I spent some time with Congress and The Senate on The Hill (in Washington, DC) last December discussing the deplorable performance of venture capital (VC), as detailed in my blogs, the preeminent video on The State of Venture Capital and in my new Infographic on The State of Venture Capital.
One arrow in my quiver
The start of more fruitful discussions to provide the much-needed contrast to a plethora of self-preservation messages venture capitalists (individually and through their lobbying organization, the NVCA) have and will be sending to mask their waning yet mostly unpunished merit in the arbitrage of innovation.
I will not detail the play-by-play of all the discussions I have with the government on either side of the political aisle. Not merely for the reason they asked me not to, but also because renewable economics (the real topic of discussion) do not attach any precedent to political affiliation, and my disclosure should not be used to achieve partisan advantage. Economics ought to be non-partisan.
On top of that, the overwhelming complexity of the internal workings of our political system requires a lot of education and gestation before significant progress can be made and reported. Forget not that for 200 years we have deployed Neanderthal economics, well impregnated into politics, that now by virtue of my analysis needs to be overturned by upstream economic innovation.
No small feat, considering American politics consists of a vast labyrinth of moving parts, with most of us having no interest in delving deep. Neither did I, until I discovered an alarming pattern that affects and erodes all of our financial systems (not just venture capital), and alas our capacity to produce.
The winds of change are in my sails, and my positivity is attached to the clearly visible regressive nature of Neanderthal economics that proves itself so saliently wrong at every turn.
Why bother?
One question about venture capital that keeps on coming back and I have answered in different ways to a variety of constituents for a while now is:
Markets will correct themselves so why do we not just leave Venture Capital alone? Why bother?
Let me explain the last part first and add more substance to that question, and then follow-up with answering the first question, and then add and answer a rebuttal that often naturally follows. I am truly playing devil’s advocate here.
Question:
Why bother with venture capital? Especially since the capital allocation to venture capital is such a tiny part of the total exposure, and most limited partners (as the investor in VC) can afford to lose a single digit percentage of total-assets-under-management if things go wrong again.
Answer:
The problem with venture capital is not so much the absolute sums of moneys lost by institutional investors, but the diminished output that performance yields in contribution to GDP.
In initial fighting-form venture capital was responsible for some 20% of GDP as a result of $1B companies it spawned (according to the NVCA). Now, with the improper deployment of risk (subprime risk) by venture capital, and as a result of Neanderthal economics in violation of free-market principles, is responsible for the erosion (at twice the speed) of that 20% of GDP. And a clear reason why everyone who cares about the success and prosperity of the United States should care about the yield, authenticity and renewable capacity of venture capital.
Question:
Markets will correct themselves so why do we not just leave venture capital alone?
※
*Required actions*.
1. In the piece on venture capital, where does the writer say the poor performance of venture capital is described? List each one.
2. Write the next part of the piece on venture capital, picking up after its last sentence.

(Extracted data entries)
※
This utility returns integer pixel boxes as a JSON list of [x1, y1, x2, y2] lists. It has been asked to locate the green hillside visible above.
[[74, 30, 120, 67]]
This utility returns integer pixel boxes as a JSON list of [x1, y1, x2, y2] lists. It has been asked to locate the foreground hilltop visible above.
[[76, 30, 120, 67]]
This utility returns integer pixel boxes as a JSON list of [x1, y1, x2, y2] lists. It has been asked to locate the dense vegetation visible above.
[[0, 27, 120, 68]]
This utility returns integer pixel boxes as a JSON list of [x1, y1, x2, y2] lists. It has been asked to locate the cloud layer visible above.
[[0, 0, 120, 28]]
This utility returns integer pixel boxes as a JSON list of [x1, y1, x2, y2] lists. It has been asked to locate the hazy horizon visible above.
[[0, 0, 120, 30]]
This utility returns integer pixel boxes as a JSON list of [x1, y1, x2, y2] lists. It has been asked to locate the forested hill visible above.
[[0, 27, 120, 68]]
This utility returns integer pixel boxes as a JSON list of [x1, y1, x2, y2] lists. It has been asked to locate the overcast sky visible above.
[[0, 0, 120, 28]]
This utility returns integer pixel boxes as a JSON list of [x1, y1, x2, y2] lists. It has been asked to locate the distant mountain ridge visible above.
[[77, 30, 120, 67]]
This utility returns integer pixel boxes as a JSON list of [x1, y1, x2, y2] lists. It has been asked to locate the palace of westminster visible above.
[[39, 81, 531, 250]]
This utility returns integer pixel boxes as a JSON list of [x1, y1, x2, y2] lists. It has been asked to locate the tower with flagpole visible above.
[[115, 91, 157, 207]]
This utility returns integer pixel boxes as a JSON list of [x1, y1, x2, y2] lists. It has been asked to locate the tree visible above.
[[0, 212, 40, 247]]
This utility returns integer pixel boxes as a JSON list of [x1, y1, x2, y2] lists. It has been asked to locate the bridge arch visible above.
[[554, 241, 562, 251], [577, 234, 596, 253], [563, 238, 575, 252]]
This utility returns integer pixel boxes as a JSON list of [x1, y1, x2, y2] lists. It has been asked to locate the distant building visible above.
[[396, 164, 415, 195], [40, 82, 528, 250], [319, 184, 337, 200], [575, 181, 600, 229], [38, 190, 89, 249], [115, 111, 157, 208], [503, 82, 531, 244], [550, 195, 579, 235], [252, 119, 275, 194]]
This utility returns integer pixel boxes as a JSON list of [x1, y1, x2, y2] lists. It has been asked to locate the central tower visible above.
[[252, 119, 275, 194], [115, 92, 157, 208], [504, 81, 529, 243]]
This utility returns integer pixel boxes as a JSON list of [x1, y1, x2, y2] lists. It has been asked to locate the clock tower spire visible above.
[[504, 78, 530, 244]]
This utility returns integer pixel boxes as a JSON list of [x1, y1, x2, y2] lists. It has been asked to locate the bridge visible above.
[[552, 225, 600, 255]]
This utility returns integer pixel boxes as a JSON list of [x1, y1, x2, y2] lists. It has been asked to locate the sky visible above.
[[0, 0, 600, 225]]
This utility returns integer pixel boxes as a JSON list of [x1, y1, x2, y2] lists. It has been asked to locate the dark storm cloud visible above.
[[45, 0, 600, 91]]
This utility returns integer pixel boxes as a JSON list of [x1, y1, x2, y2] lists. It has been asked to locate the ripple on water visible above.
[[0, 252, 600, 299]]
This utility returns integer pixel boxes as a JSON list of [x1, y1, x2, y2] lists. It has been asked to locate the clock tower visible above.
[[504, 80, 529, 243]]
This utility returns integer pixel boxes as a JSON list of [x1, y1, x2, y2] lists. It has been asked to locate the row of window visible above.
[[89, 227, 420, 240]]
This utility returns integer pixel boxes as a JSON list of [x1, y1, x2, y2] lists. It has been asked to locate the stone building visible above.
※
*Answers to the exercise*.
1.
- the writer's blogs
- the video on The State of Venture Capital
- the new Infographic on The State of Venture Capital

2.
Answer:
No marketplace in violation of free-market principles auto-corrects, yet instead becomes regressive. Due to multilevel oligarchic pileups that increasingly fragment the deployment of risk and money, they instead turn guaranteed subprime. Hence venture capital as the arbitrage of innovation, in blatant violation of free-market principles, is non-renewable, and thus merely a self-fulfilling prophecy.
Rebuttal:
Ok, but isn’t venture capital contracting (at the moment) proof that the market is working?
Rebut answer:
Not quite, a marketplace that contracts means merely it contracts. In this case because some limited partners, have given up hope and significantly reduce their exposure to venture capital, with the largest pension fund in the country; CalPERS leading the public charge in the assessment of venture capital as “the most disappointing asset class over the past ten years as far as returns”,
But that reduction (we estimate venture capital’s effective size now to be as small as 40 years ago) does not mean that the firms that remain suddenly understand why venture capital has failed to grow up to an adolescent financial system incapable of feeding the 80% greenfield of technology innovation that awaits. Nor will new venture firms that enter the fray after. And thus the inability for venture capital to grow up economically is an artificial choke-chain to the entrepreneurial capacity it can discover. The five or so monolithic venture firms that produce returns (today) cannot be expected to serve the more significant opportunity.
To put it differently: you don’t cure the economic equivalent of cancer in venture capital with a simple observation that the patient’s fever has gone down.
Economics baby
The economics we deploy in venture capital are fundamentally incompatible with finding the outliers of innovation. Of which the primary symptom is that the decline in performance of venture capital is opposite (by any measure) to the massive new opportunity that awaits. Their performance is so bad that even corporate innovation-arbitrage is putting venture capital to shame (during the same period).
We need to fix the Neanderthal economics of venture capital that refuses entrepreneurs their constitutional right to free-market access if we want to stop venture capital from giving groundbreaking entrepreneurs and innovation in this country a really bad rep, and stop the flawed guidance venture capitalists deploy in what it means to build innovation with renewable socioeconomic value.